» Texte fourni
>>>
Le procureur Charles Wright aux OPJ : « l’habilitation n’est pas un sésame pour garantir l’impunité »

Plus de 600 policiers et gendarmes ont reçu ce jeudi, 27 janvier 2022, leurs habilitations d’officier de police judiciaire (OPJ) à Conakry. La cérémonie de remise s’est déroulée à la Cour d’Appel et a été présidée par le procureur général, Alphonse Charles Wright. Et, à cette occasion, ce parquetier a tenu un discours d’avertissement à l’endroit de ces nouveaux OPJ qui ont désormais la prérogative de mener des enquêtes, d’auditionner des suspects et de dresser des procès verbaux.

Charles Wright a notamment prévenu sur les abus et a averti qu’il ne protégera aucun officier de police judiciaire qui violera la loi. Il a d’ailleurs martelé que « l’habilitation n’est pas un sésame pour garantir l’impunité ». Il a assure que « force restera à la loi ». Et, il a promis sur son honneur et sa dignité de ne reculer devant rien pour faire appliquer la loi.

Guineematin.com vous propose un extrait de ce discours de Charles Wright devant les 610 officiers de police judiciaire (430 agents de la police nationale et 180 agents de la gendarmerie nationale) réunis dans la salle d’audience de la Cour d’Appel de Conakry.
<<<
» Lignes
>>>
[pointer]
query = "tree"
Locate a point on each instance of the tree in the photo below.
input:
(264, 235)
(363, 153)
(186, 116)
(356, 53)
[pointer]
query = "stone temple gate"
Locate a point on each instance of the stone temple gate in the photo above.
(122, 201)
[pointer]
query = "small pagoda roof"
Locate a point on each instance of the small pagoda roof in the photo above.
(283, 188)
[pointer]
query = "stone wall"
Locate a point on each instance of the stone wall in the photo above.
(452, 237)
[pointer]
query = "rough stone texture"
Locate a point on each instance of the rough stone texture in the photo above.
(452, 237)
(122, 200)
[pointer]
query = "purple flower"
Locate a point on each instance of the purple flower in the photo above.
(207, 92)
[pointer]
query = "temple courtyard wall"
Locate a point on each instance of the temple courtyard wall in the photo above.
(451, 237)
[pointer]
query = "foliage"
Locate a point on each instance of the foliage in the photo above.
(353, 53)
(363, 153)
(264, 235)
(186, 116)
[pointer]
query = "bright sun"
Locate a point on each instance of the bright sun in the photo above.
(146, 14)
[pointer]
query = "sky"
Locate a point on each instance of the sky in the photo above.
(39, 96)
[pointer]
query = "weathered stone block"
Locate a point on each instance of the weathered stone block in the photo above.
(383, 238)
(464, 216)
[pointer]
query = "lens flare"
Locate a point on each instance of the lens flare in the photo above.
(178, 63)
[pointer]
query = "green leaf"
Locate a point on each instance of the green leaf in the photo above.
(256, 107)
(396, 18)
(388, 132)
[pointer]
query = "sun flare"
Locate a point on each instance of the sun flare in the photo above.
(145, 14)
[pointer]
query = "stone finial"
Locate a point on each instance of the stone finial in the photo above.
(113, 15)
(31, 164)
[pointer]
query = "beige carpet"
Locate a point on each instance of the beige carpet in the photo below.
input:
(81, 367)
<<<
» Tâches à faire
1) Repère dans les enregistrements toutes les lignes qui contiennent le mot « wall », puis recopie-les.
2) Poursuis le texte sur la remise des habilitations d’OPJ à Conakry en reprenant juste après sa dernière phrase.

» Réponses
1)
query = "stone wall"
Locate a point on each instance of the stone wall in the photo above.
query = "temple courtyard wall"
Locate a point on each instance of the temple courtyard wall in the photo above.

2)
Alphonse Charles Wright, procureur général près la Cour d’appel de Conakry

« À tous les officiers de police judiciaire de la police, de la gendarmerie, de toutes les unités du pouvoir, veillez à ce qu’il n’y ait plus d’abus. Le plus important pour moi est de vous dire ceci : tous les procureurs d’instance sous la direction desquels vous êtes placés, je voudrais vous rassurer qu’il n’y aura aucun abus concernant des enquêtes que vous avez mené. C’est vrai, le procureur de la République ou les Procureurs de la République, dans le cadre de la direction de la police judiciaire sont tenus de vous donner des instructions auxquelles vous ne pouvez pas déroger. Mais, j’ai déjà rappelé aux procureurs d’instance, en ma qualité de surveillant Général de vos activités et en tant que première autorité du parquet de mon ressort, j’aurai un œil vigilant par rapport à la nature des instructions qu’on va vous donner et que ces instructions ne vont pas dans le sens d’obstruer la bonne marche de vos enquêtes. Parce que c’est important. Dans le cadre de la loyauté, vous n’avez pas besoin d’appeler un procureur général pour dire que tel procureur de la République a donné telle instruction. Non ! Je voudrais que ce qui est légalement prévu, référez vous toujours au procureur de la République quand vous allez recevoir les dossiers.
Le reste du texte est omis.